### What this task involves
Print the rows from the line holding "black picture frame—locate it." through the line holding "[692,207,770,347]", including both of those lines, exactly as they appear. Leave out any pictures.

Extracted data rows:

>> START

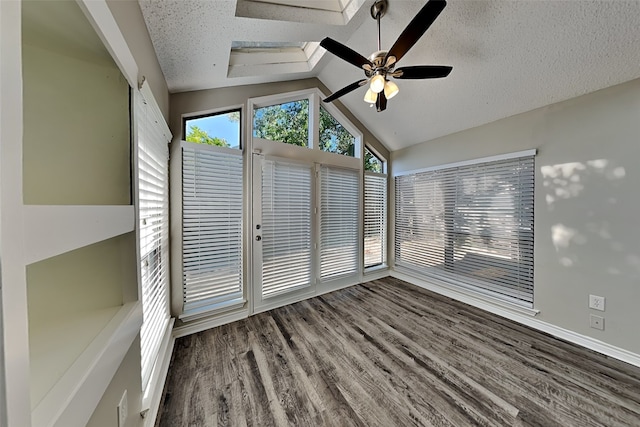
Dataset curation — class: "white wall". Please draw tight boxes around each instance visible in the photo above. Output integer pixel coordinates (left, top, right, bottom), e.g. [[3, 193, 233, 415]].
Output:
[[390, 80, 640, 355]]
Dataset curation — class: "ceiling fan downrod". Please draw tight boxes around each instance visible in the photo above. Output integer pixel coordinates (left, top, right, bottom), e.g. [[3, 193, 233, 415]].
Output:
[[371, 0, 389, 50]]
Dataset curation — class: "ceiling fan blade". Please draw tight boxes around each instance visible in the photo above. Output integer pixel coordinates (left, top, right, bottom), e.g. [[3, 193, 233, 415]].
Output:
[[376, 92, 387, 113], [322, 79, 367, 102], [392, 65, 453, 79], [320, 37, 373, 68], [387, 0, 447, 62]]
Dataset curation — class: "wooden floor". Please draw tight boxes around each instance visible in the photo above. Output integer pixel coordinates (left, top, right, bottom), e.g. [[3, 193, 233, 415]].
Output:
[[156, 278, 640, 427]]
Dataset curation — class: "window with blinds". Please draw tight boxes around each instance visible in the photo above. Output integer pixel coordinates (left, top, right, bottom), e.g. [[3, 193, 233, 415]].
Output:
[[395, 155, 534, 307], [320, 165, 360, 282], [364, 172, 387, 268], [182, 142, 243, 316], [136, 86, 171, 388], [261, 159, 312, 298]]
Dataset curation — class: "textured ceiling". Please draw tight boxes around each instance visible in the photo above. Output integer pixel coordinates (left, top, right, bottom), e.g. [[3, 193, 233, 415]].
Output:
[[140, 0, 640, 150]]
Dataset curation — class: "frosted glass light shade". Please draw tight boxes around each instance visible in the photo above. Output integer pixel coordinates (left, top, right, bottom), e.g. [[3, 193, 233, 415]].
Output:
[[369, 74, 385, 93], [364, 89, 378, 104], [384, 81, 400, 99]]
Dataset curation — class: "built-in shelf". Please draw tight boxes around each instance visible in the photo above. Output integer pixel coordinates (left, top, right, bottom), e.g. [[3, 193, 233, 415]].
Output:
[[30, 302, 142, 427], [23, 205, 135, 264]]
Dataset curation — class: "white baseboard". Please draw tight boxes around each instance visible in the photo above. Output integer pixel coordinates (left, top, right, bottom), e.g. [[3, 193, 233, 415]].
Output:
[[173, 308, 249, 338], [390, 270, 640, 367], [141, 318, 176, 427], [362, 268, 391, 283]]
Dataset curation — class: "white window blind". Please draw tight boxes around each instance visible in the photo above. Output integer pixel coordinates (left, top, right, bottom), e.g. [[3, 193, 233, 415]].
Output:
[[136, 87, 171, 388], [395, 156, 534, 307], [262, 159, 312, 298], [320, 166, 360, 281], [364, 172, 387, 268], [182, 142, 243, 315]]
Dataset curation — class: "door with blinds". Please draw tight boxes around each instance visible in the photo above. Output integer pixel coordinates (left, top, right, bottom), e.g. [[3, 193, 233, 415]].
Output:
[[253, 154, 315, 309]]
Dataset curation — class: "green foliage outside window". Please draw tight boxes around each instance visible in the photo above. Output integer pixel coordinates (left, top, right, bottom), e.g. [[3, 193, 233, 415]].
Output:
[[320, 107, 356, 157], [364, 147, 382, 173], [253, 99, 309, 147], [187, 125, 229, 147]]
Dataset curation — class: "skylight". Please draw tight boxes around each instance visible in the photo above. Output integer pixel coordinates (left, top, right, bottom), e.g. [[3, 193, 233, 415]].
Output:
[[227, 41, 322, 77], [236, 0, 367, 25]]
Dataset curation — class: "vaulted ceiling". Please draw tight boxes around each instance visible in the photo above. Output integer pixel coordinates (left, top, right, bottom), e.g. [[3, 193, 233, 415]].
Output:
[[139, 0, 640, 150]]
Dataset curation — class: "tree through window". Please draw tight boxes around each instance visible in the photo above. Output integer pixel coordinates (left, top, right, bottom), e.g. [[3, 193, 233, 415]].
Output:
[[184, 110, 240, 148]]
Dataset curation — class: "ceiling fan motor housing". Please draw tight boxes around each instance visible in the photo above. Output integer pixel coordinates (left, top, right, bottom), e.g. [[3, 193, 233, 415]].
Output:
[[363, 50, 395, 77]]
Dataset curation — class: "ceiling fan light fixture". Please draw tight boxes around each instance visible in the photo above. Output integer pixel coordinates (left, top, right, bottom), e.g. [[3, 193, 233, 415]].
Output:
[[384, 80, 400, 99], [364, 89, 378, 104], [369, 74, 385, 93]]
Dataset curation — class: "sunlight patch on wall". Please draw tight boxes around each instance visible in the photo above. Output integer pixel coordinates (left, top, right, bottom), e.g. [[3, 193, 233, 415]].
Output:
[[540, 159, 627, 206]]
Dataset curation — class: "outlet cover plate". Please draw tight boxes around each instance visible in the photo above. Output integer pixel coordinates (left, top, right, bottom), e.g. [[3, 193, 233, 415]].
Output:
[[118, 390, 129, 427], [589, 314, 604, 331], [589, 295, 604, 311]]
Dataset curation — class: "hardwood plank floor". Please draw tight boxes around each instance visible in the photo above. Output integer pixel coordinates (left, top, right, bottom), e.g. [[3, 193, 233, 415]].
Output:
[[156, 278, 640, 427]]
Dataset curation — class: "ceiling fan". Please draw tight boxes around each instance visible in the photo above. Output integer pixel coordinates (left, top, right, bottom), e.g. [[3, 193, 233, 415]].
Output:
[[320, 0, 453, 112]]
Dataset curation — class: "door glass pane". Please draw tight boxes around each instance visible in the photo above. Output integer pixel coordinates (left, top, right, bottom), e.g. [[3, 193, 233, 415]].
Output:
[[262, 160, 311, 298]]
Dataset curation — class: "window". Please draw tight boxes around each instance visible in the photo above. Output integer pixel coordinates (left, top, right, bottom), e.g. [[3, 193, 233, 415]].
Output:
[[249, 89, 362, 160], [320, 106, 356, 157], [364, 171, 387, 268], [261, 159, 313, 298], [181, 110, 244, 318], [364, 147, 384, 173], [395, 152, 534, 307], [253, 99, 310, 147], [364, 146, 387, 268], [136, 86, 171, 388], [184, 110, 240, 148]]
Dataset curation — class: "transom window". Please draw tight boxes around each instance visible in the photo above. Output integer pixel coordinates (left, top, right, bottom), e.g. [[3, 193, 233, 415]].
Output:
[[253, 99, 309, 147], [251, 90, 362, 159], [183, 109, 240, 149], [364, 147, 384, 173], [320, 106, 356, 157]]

>> END
>> START

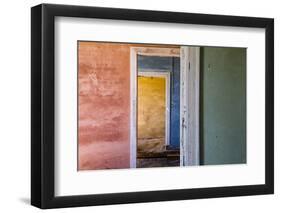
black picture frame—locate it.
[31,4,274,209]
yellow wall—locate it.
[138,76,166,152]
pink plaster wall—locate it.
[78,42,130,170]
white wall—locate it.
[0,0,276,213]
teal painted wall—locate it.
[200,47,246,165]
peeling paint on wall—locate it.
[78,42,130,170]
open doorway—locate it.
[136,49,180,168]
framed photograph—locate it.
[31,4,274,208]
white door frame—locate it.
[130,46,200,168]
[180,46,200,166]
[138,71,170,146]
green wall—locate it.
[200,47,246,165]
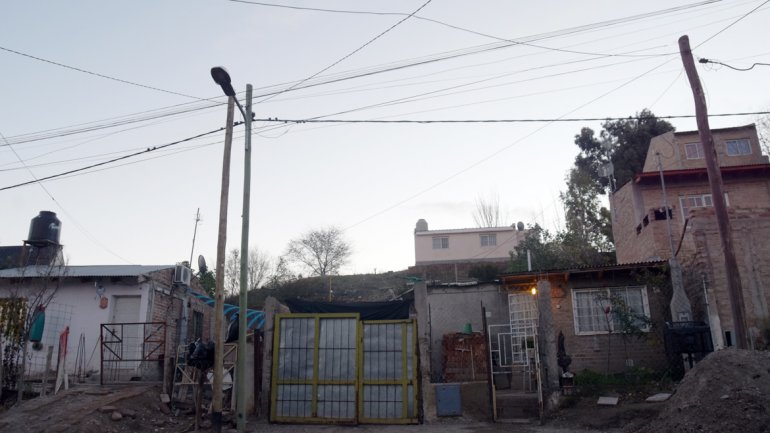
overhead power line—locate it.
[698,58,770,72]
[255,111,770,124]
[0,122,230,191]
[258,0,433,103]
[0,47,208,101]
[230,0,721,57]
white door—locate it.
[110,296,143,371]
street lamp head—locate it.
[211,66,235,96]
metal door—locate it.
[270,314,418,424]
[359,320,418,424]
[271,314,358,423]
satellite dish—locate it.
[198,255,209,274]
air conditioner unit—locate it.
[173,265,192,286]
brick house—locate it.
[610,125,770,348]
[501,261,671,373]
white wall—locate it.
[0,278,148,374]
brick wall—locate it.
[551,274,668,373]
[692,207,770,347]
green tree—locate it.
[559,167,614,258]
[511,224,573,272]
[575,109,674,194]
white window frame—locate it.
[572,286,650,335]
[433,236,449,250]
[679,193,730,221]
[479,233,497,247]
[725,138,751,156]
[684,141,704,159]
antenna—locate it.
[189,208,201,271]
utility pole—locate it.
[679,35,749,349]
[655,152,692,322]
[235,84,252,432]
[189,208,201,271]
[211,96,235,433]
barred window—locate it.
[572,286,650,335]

>> END

### Complete output
black picture frame—locate it.
[31,4,274,209]
yellow wall—locate it.
[138,76,166,152]
pink plaster wall—locate it.
[78,42,130,170]
white wall—locate it.
[0,0,276,213]
teal painted wall—locate it.
[200,47,246,165]
peeling paint on wall—locate it.
[78,42,130,170]
open doorway—locate it.
[136,49,180,168]
framed photograph—locate it.
[31,4,274,208]
white door frame—locate it.
[130,46,200,168]
[180,46,200,166]
[138,71,170,146]
green wall—locate it.
[200,47,246,165]
overhead power line—locate it.
[698,58,770,72]
[255,111,770,124]
[0,122,230,191]
[258,0,433,103]
[0,47,208,101]
[230,0,721,57]
white door—locate it.
[110,296,143,371]
street lamp head—locate it.
[211,66,235,96]
metal door—locate it.
[270,314,418,424]
[359,320,418,424]
[271,314,358,423]
satellite dish—locate it.
[198,255,209,274]
air conditioner unit—locate it.
[173,265,192,286]
brick house—locate it.
[610,125,770,348]
[501,261,671,373]
white wall—locate it.
[0,278,148,374]
brick wall—locate it.
[551,274,668,373]
[692,207,770,347]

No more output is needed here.